## start
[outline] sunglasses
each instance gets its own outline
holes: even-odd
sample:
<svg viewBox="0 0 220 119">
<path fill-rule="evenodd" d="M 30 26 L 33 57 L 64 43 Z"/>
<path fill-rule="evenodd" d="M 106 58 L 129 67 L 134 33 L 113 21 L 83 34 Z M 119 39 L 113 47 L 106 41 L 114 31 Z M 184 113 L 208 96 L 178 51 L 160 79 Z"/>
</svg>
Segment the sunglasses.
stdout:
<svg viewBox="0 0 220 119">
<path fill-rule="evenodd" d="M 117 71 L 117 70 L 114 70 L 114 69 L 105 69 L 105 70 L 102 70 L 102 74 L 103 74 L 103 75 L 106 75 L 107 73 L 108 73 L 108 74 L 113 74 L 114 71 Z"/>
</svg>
## end
## start
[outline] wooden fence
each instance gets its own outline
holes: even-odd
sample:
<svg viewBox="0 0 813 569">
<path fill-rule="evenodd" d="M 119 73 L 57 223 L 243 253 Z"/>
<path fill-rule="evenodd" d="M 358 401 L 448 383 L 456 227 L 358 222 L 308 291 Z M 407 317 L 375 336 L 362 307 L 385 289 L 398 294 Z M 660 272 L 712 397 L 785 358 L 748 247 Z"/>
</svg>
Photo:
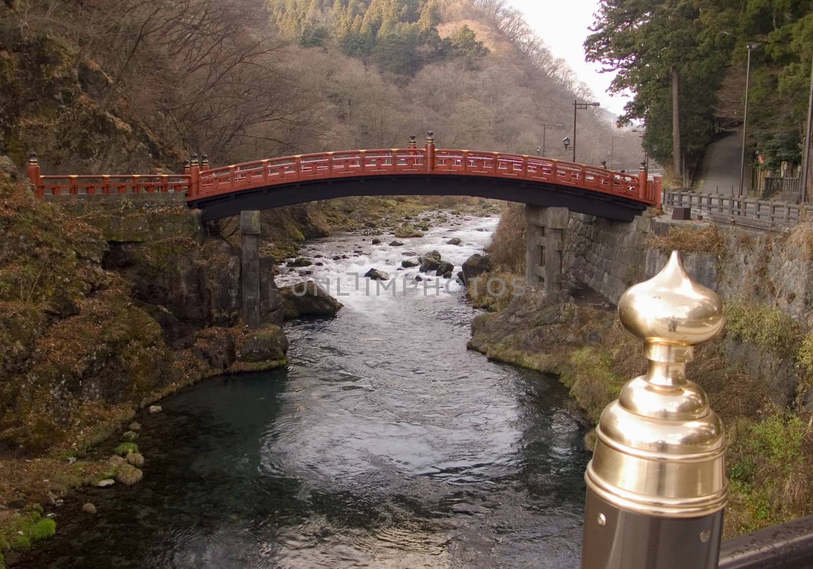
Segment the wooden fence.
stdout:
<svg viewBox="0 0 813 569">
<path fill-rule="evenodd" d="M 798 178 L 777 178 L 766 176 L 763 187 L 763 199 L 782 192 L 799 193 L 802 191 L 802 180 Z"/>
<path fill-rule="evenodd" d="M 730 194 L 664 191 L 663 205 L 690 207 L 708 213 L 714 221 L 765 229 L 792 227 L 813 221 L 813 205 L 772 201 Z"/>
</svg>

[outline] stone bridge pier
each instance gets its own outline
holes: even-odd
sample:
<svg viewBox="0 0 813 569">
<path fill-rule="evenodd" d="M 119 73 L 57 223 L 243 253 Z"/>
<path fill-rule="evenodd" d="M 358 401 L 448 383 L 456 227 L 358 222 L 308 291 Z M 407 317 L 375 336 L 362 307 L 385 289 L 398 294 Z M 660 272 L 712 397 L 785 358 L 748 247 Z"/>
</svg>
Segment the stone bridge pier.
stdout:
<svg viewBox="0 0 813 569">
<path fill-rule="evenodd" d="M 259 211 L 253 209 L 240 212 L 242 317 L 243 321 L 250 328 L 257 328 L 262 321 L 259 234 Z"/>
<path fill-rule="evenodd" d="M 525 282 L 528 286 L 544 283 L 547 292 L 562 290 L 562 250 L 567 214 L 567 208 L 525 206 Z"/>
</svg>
## end
**SHORT PROBLEM**:
Write out the part of the listing that opens with the line containing "[outline] sunglasses" and closes with the line containing "30 26 L 33 57", both lines included.

**RESPONSE TO THIS TASK**:
[outline] sunglasses
each instance gets its own outline
holes: even-odd
sample:
<svg viewBox="0 0 220 119">
<path fill-rule="evenodd" d="M 30 26 L 33 57 L 64 43 Z"/>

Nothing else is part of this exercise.